Source data
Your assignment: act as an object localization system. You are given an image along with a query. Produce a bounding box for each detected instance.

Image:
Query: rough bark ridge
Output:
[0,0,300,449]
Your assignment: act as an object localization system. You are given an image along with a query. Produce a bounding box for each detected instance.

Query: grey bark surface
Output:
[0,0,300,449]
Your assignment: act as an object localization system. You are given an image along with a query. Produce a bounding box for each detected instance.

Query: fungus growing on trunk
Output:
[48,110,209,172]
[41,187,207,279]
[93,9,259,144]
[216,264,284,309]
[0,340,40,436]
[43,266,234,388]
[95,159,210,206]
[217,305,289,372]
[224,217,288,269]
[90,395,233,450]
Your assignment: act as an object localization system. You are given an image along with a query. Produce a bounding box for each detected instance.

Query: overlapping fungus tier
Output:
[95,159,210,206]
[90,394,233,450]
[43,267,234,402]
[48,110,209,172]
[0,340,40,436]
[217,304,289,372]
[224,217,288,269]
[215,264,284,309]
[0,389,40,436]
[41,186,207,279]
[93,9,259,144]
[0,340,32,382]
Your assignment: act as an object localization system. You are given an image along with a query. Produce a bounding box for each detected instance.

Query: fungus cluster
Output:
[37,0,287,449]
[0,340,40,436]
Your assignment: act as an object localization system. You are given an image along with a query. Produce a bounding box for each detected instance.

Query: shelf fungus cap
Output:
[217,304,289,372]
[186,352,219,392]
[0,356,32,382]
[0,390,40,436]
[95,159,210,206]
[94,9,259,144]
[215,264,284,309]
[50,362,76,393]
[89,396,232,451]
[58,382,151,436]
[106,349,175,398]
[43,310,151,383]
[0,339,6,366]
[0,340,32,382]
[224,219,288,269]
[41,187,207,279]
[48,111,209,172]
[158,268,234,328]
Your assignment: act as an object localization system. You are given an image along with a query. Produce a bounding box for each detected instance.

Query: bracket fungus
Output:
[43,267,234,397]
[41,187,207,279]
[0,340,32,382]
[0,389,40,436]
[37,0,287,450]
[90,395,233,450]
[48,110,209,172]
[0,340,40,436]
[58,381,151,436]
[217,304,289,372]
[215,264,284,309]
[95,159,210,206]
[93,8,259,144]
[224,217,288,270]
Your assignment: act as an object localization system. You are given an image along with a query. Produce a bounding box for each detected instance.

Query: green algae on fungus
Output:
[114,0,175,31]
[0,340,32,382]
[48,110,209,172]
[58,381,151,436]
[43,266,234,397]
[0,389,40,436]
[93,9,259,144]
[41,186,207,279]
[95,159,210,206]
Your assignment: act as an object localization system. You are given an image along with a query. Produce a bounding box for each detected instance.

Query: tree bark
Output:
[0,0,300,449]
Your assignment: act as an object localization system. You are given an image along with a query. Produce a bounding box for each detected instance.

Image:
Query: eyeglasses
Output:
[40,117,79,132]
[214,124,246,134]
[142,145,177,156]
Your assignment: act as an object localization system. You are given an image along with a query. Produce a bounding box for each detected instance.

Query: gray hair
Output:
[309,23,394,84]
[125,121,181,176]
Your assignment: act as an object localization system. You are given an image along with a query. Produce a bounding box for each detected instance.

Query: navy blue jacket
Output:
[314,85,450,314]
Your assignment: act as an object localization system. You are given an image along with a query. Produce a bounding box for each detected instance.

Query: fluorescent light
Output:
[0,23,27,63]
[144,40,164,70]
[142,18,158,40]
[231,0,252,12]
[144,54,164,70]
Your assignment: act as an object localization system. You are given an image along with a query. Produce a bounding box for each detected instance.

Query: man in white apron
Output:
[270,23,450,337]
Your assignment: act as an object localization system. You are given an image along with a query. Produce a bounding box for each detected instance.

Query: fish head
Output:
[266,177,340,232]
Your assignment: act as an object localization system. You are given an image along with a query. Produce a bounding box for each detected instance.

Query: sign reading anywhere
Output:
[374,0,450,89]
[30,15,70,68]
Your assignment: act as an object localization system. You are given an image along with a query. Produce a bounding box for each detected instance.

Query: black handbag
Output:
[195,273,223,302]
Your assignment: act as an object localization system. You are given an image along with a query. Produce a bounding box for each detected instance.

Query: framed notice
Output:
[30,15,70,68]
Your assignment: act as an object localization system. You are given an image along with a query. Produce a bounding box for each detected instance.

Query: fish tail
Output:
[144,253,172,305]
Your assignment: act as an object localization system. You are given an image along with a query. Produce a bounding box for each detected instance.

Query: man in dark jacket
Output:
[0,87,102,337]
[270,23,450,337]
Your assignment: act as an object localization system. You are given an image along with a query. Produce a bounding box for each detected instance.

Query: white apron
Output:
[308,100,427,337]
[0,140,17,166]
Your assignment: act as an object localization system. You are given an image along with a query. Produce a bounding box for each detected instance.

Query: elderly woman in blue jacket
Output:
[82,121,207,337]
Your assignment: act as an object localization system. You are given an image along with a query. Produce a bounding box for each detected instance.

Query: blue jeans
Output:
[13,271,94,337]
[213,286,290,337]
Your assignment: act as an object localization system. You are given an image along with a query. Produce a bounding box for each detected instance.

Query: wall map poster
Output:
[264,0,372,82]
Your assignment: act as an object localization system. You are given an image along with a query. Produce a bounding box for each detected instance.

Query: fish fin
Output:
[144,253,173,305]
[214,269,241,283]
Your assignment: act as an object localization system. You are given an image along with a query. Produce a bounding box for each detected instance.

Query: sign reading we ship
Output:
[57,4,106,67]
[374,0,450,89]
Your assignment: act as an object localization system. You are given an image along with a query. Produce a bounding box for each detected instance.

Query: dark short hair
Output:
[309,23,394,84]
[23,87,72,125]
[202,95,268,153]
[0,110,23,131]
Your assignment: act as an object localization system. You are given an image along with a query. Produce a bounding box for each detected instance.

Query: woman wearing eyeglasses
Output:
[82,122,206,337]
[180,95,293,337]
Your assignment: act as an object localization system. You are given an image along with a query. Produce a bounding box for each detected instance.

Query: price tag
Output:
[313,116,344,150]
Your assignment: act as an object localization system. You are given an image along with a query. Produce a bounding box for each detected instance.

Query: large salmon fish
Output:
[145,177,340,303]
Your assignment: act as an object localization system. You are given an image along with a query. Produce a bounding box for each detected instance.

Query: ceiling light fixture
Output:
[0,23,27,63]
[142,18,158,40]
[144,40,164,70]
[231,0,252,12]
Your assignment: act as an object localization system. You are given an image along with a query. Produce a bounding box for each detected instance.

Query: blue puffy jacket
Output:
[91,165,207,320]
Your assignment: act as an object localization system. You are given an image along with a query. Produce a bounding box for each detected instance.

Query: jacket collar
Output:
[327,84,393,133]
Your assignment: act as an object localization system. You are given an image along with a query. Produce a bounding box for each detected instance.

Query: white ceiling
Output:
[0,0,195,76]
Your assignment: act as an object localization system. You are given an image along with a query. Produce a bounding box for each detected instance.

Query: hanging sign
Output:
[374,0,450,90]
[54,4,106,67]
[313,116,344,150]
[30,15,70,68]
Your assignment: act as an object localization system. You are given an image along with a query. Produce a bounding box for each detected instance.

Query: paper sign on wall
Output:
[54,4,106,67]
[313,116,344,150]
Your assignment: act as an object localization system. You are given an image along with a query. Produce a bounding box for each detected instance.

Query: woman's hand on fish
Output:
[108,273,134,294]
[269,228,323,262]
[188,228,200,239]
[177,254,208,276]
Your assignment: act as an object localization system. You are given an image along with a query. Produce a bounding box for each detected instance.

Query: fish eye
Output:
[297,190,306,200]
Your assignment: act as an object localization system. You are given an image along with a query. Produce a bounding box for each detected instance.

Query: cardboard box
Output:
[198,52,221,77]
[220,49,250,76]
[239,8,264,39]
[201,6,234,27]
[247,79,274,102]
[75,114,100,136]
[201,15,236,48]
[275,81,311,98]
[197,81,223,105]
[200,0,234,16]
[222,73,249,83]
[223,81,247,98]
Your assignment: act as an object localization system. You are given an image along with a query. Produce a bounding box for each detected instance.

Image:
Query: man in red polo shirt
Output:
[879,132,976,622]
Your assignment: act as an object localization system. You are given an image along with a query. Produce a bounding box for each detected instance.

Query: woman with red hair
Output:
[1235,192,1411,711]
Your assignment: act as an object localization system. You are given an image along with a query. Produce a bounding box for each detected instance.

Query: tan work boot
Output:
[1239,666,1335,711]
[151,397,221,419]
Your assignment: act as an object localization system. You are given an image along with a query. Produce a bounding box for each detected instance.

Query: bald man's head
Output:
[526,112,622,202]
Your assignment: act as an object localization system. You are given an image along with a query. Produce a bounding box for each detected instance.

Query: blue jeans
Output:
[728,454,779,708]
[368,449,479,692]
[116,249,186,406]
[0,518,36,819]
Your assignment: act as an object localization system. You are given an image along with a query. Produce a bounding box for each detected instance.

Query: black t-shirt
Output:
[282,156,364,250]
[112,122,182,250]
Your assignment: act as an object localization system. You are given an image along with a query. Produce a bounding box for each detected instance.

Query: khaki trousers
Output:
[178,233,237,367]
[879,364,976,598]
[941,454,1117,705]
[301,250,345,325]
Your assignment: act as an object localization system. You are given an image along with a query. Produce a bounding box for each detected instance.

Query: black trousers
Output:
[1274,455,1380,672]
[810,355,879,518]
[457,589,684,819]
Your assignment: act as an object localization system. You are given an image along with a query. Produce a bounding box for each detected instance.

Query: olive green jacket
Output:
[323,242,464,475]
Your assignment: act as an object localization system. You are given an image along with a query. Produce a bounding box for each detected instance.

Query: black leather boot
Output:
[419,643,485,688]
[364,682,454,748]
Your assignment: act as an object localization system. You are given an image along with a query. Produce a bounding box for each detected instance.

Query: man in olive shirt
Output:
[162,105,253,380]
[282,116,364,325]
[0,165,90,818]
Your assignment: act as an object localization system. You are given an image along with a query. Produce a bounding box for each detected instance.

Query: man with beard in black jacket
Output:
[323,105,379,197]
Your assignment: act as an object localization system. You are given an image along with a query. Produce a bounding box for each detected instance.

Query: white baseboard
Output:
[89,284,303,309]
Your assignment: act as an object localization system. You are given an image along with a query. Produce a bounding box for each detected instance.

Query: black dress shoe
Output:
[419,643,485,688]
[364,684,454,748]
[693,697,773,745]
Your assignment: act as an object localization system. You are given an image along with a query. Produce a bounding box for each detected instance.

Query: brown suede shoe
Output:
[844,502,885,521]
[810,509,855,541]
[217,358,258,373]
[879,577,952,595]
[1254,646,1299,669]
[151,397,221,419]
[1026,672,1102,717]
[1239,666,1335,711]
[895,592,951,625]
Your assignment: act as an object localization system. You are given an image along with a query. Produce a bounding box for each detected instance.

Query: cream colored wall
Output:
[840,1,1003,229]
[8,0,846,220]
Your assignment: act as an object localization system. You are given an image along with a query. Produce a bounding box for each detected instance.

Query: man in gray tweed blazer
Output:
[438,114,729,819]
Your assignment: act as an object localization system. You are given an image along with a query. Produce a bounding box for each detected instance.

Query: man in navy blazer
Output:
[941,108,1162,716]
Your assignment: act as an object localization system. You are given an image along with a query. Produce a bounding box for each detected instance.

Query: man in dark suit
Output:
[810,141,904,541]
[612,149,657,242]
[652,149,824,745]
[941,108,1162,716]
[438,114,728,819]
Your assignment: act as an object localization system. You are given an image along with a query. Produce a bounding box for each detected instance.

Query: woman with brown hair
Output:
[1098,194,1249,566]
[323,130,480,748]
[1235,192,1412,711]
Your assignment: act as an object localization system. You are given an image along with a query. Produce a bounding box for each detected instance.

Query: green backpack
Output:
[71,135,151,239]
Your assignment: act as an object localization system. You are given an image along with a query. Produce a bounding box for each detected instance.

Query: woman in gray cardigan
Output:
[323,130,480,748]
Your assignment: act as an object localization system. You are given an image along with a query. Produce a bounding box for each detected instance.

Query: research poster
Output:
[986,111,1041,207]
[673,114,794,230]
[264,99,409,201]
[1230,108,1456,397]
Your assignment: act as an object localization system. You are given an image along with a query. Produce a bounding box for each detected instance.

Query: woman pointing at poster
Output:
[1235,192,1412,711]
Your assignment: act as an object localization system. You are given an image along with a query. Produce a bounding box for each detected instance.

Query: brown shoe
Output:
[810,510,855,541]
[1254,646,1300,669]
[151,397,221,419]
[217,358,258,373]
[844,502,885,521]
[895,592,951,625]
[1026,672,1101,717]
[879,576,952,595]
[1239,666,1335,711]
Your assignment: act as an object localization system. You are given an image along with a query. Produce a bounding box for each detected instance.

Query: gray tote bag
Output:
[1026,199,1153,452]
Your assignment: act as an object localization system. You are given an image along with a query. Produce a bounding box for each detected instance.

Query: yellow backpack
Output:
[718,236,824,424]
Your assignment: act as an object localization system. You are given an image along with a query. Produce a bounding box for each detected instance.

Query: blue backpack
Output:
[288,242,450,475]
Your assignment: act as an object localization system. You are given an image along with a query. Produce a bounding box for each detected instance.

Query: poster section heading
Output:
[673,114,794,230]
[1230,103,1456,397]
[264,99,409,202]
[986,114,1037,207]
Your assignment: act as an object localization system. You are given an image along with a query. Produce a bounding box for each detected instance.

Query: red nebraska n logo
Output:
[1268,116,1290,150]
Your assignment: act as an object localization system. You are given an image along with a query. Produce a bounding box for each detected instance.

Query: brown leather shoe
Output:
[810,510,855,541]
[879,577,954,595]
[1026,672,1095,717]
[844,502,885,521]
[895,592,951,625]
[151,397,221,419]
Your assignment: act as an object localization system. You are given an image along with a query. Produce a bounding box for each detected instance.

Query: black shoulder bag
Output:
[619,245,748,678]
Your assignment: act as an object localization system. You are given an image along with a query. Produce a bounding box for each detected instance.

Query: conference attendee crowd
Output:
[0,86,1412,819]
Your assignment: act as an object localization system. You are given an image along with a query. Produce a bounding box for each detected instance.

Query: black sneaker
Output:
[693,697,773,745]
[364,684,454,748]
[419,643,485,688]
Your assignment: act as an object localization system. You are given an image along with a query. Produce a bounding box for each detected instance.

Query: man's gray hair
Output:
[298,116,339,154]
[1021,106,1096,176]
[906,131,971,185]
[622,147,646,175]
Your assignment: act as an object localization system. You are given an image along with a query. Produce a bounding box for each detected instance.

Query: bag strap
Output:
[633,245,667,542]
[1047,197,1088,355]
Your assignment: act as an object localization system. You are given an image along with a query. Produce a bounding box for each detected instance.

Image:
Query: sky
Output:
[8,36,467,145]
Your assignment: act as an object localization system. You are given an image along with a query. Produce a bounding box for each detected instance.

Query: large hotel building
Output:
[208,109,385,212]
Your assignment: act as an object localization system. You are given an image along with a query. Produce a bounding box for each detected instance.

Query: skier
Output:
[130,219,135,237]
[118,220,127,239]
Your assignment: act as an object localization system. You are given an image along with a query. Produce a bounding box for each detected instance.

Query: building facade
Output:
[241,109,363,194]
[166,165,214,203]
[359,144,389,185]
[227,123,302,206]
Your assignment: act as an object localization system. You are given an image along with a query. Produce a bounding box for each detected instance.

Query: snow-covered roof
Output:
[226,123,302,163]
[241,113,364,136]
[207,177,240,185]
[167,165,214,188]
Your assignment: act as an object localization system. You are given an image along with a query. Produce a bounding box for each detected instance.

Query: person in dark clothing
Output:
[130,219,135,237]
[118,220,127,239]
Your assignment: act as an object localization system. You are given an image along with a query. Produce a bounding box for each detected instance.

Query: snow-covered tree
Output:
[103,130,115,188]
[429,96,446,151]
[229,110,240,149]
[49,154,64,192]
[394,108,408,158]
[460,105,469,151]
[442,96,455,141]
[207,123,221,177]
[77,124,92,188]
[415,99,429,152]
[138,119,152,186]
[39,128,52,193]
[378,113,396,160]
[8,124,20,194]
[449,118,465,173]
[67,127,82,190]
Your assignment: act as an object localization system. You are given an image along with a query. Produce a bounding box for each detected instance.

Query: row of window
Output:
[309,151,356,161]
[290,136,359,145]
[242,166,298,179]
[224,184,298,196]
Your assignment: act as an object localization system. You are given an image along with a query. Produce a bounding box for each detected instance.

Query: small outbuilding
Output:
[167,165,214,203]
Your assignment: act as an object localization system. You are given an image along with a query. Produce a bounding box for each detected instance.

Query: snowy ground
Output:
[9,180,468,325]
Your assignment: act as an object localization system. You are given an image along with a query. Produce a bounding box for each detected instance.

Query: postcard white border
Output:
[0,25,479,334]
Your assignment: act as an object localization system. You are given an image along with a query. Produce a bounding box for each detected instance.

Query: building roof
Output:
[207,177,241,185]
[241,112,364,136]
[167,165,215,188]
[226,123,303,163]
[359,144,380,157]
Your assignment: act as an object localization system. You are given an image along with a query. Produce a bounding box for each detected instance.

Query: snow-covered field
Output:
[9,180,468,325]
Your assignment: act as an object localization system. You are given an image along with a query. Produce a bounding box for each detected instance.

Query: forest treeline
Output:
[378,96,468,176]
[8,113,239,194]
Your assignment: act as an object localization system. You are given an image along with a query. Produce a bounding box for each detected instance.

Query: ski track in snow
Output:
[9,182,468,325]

WHAT YOU SHOULD DO: Pick out each line of the data above that contains the word "covered".

IN RESPONSE:
Query: snow-covered roof
Query: snow-covered tree
Query: snow-covered field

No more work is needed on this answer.